**Your assignment:** The records below must be copied out completely and exactly.

**Listed entries:**

----

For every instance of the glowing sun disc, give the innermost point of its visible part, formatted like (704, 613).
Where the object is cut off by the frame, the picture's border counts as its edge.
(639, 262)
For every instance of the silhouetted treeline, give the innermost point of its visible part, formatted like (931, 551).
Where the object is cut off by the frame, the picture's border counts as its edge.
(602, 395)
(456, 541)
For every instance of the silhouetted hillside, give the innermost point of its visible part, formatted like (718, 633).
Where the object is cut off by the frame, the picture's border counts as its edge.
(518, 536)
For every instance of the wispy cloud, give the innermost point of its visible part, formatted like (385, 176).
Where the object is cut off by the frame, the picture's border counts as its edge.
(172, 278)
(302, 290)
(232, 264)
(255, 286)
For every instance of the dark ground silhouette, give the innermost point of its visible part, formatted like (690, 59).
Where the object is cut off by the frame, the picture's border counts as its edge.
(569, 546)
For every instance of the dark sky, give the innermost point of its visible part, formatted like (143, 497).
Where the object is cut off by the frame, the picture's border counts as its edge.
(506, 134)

----

**Answer area:**
For every instance of the glowing sun disc, give the innermost point of its visible part, formatted like (704, 613).
Where the object is cut off by the frame, the picture's border counts as its edge.
(639, 262)
For every instance of the silhouetted treeline, give the innermost point of its visible part, formatted like (931, 551).
Where the object is cut off by the frame, the picture's border counts as its edge.
(602, 395)
(456, 541)
For every instance of the silhouetted hillside, give the innermost point of its visible part, formatted like (718, 633).
Where the object is cut off by the frame, the picture's border counts as its edge.
(518, 536)
For every instance of the wispy cloud, give the innermost point of its visible part, formatted like (385, 176).
Where the object is cut off by the frame, the picture's border counts as its edge.
(172, 278)
(302, 290)
(232, 264)
(255, 286)
For every instance of the dark ground silhouette, give the innermost point of its visible part, formatted like (690, 59).
Where the object is cut off by the frame, the picture's border counts as its edge.
(569, 546)
For every instance of the dark sky, give the innermost point of its visible part, formatted like (143, 497).
Where the object is cut off by the frame, the picture's border counts as its edge.
(506, 134)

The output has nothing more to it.